- BRIEF:
Return, word for word, every line in the rows below from the one containing "TARGET = quinoa salad" down to the one containing "column 238, row 549", both included.

** Start RECORDED DATA **

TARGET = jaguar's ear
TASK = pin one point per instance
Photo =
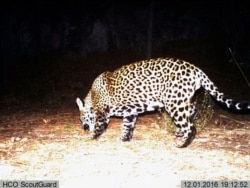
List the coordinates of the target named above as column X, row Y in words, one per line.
column 80, row 104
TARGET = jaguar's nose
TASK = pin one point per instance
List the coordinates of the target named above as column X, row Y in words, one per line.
column 86, row 127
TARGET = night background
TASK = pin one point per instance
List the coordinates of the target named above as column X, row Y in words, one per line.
column 51, row 51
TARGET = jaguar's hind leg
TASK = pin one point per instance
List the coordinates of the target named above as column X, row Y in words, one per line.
column 183, row 117
column 128, row 127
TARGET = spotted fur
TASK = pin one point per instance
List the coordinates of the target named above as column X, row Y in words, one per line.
column 146, row 86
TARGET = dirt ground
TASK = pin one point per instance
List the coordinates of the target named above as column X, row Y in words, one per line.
column 45, row 143
column 45, row 146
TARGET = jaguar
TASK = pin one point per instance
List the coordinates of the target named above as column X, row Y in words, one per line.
column 149, row 85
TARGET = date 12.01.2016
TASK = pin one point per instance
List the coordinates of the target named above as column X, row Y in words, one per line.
column 215, row 184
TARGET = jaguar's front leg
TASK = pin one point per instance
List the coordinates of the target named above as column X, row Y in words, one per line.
column 128, row 127
column 101, row 124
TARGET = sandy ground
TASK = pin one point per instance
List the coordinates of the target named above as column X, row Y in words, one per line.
column 52, row 146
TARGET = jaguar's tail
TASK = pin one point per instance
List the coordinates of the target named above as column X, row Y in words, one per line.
column 226, row 101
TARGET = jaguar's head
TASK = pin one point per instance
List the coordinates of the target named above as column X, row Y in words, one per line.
column 87, row 116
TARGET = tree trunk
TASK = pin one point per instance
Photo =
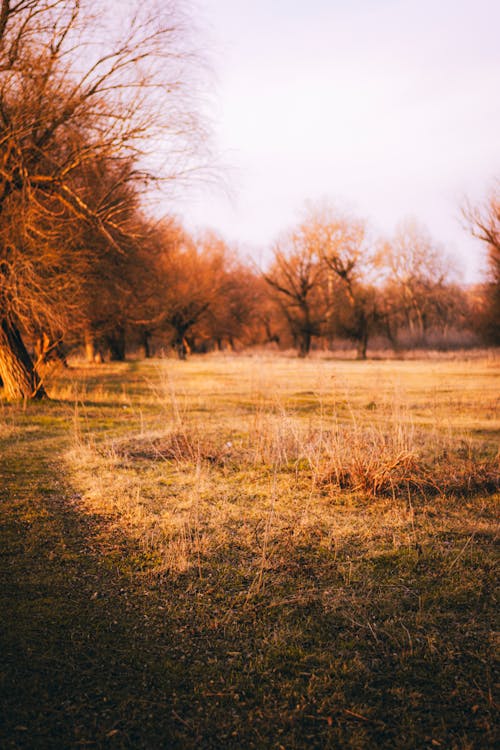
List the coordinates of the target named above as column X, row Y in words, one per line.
column 116, row 344
column 89, row 346
column 305, row 343
column 146, row 337
column 362, row 345
column 20, row 379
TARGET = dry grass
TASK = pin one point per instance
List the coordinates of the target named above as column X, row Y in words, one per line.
column 301, row 554
column 259, row 453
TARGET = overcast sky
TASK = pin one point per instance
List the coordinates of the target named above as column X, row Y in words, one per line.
column 390, row 107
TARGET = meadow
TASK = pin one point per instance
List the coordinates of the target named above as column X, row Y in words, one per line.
column 253, row 551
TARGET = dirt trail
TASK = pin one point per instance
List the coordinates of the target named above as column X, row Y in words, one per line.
column 78, row 665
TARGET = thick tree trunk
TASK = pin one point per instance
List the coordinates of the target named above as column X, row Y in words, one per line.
column 116, row 344
column 20, row 379
column 89, row 346
column 305, row 343
column 146, row 345
column 362, row 345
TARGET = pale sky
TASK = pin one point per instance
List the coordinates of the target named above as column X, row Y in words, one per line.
column 389, row 107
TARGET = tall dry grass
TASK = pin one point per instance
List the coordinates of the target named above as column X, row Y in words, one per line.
column 246, row 458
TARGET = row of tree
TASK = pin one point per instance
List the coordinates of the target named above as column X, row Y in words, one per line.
column 96, row 110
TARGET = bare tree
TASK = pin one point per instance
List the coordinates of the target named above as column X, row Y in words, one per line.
column 417, row 288
column 483, row 222
column 295, row 278
column 77, row 86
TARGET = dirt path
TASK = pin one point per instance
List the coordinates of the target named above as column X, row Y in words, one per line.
column 79, row 665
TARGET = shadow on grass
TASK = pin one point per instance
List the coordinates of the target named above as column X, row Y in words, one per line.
column 97, row 653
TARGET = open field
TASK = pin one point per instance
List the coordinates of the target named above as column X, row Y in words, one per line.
column 252, row 552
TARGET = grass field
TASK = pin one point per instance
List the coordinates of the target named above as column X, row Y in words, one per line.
column 252, row 552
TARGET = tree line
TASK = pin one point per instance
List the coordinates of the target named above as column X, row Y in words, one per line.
column 96, row 112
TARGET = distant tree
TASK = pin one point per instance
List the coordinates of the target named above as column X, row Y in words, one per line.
column 78, row 84
column 295, row 279
column 417, row 294
column 342, row 245
column 484, row 223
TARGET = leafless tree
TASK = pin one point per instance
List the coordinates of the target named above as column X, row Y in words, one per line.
column 483, row 221
column 79, row 86
column 295, row 279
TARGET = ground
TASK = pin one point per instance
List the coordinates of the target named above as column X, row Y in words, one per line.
column 251, row 552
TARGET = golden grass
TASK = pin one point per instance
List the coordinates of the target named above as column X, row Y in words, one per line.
column 260, row 453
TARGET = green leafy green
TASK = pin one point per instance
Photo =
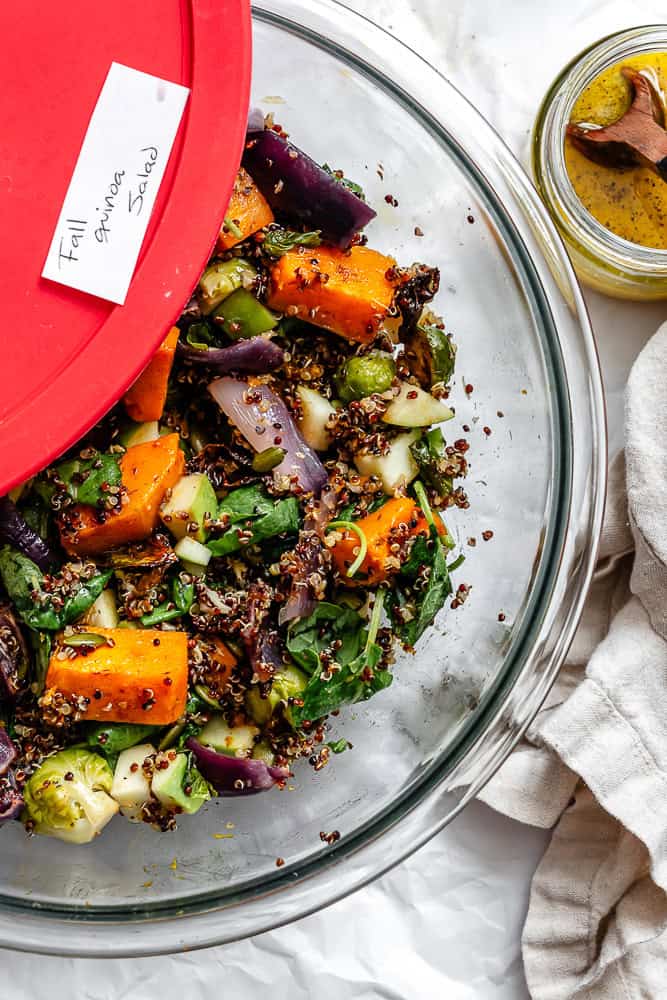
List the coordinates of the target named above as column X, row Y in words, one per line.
column 282, row 518
column 413, row 609
column 279, row 241
column 345, row 181
column 313, row 643
column 182, row 597
column 200, row 336
column 85, row 479
column 431, row 458
column 245, row 502
column 36, row 515
column 24, row 582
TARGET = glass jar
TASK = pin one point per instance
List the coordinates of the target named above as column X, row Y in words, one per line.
column 602, row 260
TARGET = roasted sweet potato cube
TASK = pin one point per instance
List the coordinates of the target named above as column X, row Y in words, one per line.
column 148, row 471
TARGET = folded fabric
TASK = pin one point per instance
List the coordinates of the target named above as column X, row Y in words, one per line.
column 594, row 761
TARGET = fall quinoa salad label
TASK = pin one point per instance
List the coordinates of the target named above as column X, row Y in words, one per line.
column 115, row 182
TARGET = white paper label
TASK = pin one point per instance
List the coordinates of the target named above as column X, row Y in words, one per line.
column 115, row 182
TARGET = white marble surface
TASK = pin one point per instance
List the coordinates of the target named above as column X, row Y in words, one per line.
column 450, row 916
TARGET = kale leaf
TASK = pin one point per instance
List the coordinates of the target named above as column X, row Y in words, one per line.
column 24, row 582
column 313, row 643
column 277, row 518
column 85, row 479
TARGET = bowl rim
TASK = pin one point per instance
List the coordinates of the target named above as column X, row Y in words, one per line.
column 438, row 797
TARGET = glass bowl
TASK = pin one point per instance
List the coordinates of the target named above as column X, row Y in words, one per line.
column 357, row 98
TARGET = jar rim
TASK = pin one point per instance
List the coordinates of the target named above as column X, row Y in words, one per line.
column 548, row 154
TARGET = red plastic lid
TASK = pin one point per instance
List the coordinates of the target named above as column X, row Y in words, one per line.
column 66, row 356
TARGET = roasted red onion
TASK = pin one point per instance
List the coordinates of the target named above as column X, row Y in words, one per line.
column 14, row 657
column 307, row 566
column 264, row 421
column 297, row 187
column 7, row 751
column 235, row 775
column 11, row 800
column 255, row 356
column 255, row 120
column 13, row 529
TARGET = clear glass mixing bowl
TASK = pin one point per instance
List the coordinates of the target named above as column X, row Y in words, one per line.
column 355, row 97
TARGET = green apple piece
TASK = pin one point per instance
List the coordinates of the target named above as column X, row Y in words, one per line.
column 130, row 787
column 193, row 553
column 192, row 501
column 396, row 468
column 103, row 612
column 315, row 413
column 413, row 407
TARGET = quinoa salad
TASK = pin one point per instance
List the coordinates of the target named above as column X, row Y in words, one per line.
column 238, row 549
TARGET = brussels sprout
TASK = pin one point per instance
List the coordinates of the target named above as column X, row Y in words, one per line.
column 364, row 374
column 177, row 783
column 243, row 316
column 430, row 455
column 221, row 279
column 430, row 355
column 68, row 796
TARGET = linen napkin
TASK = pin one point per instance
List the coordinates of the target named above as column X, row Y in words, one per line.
column 594, row 761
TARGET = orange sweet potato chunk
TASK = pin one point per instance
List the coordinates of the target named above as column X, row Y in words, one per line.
column 148, row 470
column 349, row 292
column 141, row 676
column 397, row 520
column 146, row 398
column 248, row 209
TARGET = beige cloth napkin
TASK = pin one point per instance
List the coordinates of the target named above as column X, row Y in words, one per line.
column 594, row 762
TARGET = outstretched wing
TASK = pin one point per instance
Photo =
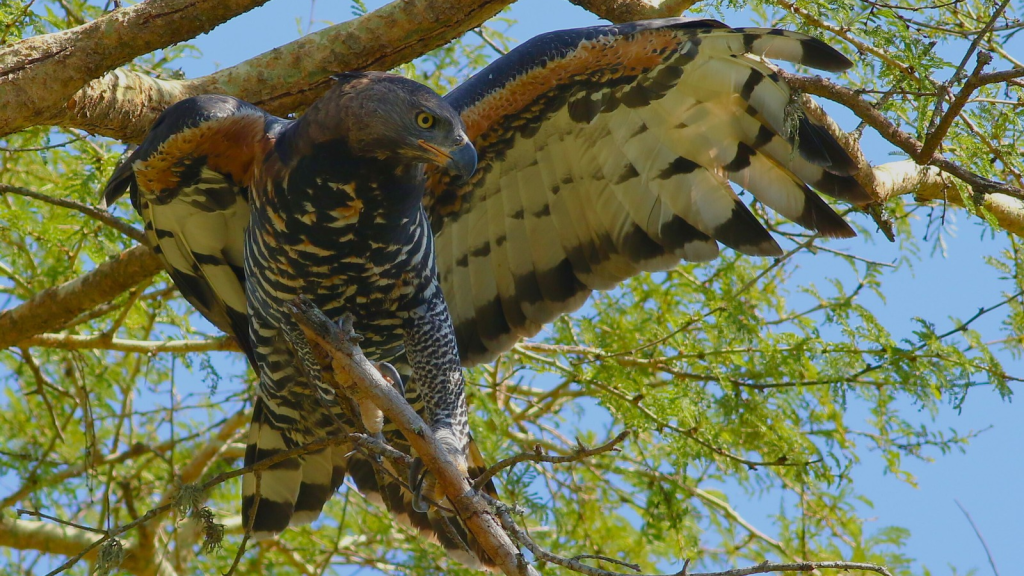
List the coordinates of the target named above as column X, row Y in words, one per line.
column 608, row 151
column 189, row 180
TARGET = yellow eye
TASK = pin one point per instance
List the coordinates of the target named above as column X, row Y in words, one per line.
column 424, row 120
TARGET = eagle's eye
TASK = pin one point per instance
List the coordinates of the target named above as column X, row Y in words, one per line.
column 424, row 120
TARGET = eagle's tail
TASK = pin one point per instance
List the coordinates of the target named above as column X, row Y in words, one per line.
column 294, row 491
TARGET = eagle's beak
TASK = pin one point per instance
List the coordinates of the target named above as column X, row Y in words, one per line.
column 460, row 160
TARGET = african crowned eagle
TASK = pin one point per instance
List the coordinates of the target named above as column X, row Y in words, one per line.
column 451, row 228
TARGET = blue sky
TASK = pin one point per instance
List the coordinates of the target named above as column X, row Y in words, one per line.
column 986, row 479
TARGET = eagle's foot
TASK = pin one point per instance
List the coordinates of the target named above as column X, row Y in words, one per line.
column 423, row 484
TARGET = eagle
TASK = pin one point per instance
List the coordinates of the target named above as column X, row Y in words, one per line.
column 450, row 228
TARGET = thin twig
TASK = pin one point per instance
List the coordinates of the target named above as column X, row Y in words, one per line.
column 977, row 532
column 538, row 455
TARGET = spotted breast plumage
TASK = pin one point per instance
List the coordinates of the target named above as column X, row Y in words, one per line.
column 602, row 152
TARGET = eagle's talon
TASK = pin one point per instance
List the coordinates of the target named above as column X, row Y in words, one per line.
column 417, row 475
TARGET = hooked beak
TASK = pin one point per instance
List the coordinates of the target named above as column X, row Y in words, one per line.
column 460, row 160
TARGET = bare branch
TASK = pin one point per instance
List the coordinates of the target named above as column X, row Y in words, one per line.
column 123, row 105
column 39, row 75
column 51, row 307
column 629, row 10
column 988, row 552
column 66, row 540
column 930, row 183
column 574, row 565
column 104, row 341
column 827, row 89
column 944, row 122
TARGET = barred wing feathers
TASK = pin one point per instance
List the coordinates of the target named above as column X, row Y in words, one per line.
column 608, row 151
column 188, row 180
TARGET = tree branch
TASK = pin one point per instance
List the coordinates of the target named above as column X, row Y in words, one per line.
column 51, row 307
column 65, row 540
column 850, row 98
column 39, row 75
column 123, row 105
column 929, row 183
column 104, row 341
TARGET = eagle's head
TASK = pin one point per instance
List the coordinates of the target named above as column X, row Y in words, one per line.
column 390, row 117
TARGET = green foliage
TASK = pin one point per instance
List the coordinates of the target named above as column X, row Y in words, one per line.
column 736, row 378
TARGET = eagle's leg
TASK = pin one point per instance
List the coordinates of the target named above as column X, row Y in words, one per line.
column 372, row 416
column 308, row 363
column 438, row 386
column 391, row 374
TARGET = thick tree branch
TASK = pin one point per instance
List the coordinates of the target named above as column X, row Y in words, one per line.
column 850, row 98
column 351, row 366
column 123, row 105
column 51, row 307
column 104, row 341
column 629, row 10
column 39, row 75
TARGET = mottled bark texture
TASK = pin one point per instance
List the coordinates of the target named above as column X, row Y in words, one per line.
column 39, row 76
column 123, row 104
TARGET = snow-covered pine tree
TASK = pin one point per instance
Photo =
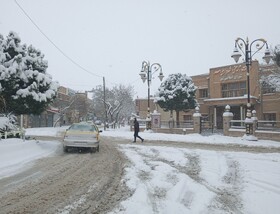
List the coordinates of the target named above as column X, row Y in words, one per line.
column 177, row 93
column 24, row 84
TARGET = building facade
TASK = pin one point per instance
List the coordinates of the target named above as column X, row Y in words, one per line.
column 227, row 85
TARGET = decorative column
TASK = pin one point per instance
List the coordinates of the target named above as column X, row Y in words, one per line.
column 227, row 117
column 215, row 117
column 196, row 121
column 255, row 122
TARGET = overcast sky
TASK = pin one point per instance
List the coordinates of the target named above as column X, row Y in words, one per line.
column 112, row 38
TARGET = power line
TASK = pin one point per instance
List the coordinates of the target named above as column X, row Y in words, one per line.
column 62, row 52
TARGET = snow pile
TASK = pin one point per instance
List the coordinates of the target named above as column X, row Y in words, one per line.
column 16, row 154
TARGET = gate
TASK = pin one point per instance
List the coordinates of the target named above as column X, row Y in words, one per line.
column 207, row 126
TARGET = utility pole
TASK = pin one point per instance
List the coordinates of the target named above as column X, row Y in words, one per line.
column 104, row 88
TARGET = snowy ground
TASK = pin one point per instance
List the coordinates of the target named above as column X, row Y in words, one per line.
column 177, row 180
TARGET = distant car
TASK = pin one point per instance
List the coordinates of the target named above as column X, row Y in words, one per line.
column 82, row 135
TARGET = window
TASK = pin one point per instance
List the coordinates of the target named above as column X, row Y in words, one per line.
column 203, row 93
column 269, row 116
column 268, row 88
column 187, row 117
column 236, row 89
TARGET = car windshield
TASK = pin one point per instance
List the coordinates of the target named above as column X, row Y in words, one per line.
column 83, row 127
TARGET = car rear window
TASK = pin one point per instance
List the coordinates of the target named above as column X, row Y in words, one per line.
column 82, row 127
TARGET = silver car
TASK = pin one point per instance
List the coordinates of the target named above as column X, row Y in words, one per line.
column 82, row 135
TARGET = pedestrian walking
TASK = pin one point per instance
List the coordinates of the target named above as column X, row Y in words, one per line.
column 136, row 131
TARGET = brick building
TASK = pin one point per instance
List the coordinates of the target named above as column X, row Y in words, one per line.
column 227, row 85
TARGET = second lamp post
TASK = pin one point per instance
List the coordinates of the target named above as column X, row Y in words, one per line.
column 239, row 45
column 146, row 74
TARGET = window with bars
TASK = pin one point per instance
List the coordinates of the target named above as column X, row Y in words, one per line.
column 269, row 116
column 268, row 88
column 236, row 89
column 203, row 93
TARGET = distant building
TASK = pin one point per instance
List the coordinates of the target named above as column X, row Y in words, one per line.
column 227, row 85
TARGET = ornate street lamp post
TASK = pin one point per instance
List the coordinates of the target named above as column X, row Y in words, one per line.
column 146, row 74
column 259, row 44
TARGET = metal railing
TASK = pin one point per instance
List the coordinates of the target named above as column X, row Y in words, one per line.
column 264, row 125
column 268, row 125
column 237, row 124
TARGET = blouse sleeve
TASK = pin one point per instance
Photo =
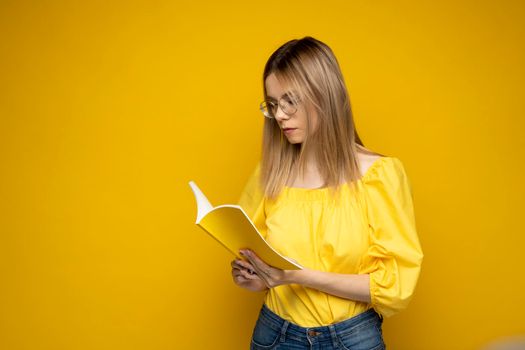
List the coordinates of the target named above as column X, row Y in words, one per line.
column 251, row 199
column 394, row 256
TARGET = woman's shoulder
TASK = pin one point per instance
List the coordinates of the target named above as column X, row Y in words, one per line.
column 373, row 164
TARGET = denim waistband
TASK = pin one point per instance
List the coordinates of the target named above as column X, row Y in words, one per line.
column 318, row 333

** End RECORDED DATA **

- TASK RESPONSE:
TARGET = quinoa salad
TASK = pin one point per instance
List the coordinates of the target named above as column X, row Y in words, one per line.
column 238, row 549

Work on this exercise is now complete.